Extract to read »
Girls get tips on menstrual health, pads
Sachchi Saheli collaborated with the govt and organised a rally to celebrate Menstrual Health Day.
New Delhi: Women and young girls, who once couldn’t comfortably talk and felt perturbed buying sanitary pads from a medical store, were seen speaking confidently about periods and breaking the ‘bloody’ taboo.
There was a time when Gayatri (18) despised the fact that she was prohibited to step out of house or even enter the kitchen or touch pickles during her periods. Today, education has made a significant difference in her life.
Learning about menstrual health and how it is absolutely normal and a natural phenomenon for a woman to go through periods, she, along with hundreds of school students from Delhi, gathered to celebrate the Menstrual Health and Awareness Day.

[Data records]
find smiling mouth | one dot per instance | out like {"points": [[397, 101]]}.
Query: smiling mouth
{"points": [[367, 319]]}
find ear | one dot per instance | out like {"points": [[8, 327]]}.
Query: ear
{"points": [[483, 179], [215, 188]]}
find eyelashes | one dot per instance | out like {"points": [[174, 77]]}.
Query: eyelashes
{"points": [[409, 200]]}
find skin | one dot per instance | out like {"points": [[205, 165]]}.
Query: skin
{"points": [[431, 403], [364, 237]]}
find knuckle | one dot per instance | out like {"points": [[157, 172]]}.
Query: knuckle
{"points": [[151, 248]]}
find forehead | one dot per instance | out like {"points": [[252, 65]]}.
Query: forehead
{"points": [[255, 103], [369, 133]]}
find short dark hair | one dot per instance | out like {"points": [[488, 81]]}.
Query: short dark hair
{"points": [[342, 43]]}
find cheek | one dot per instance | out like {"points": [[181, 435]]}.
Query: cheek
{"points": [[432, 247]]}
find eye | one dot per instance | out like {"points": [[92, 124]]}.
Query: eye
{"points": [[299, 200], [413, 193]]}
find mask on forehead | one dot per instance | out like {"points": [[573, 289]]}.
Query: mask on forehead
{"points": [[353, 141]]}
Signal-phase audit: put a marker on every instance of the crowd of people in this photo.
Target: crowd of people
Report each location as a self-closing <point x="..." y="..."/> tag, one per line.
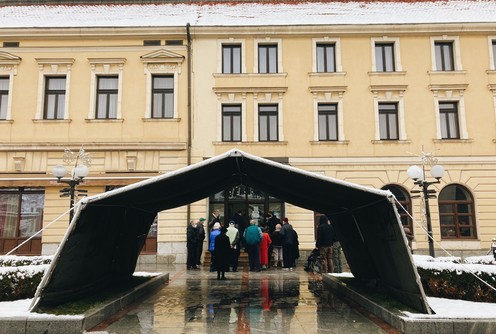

Exercise instructions » Pick up the news report on the Menstrual Health Day rally in New Delhi from the end of its last sentence and continue it.

Reply »
Gayatri not only just steps out of her house, but also participates in various competitions during menses. She has also made her mother understand that periods are nothing to feel shameful about; it is something natural.
No one should feel hesitant speaking about periods and one should encourage others about it as well. It doesn’t make any woman impure. Proscription of women from entering temples, stepping out of houses, touching pickles along with other wicked taboos should end.
With an initiative to break this taboo, the Sachchi Saheli collaborated with the government of NCT of Delhi and organised a rally to celebrate Menstrual Health and Awareness Day. The event took place at Central Park in Connaught Place.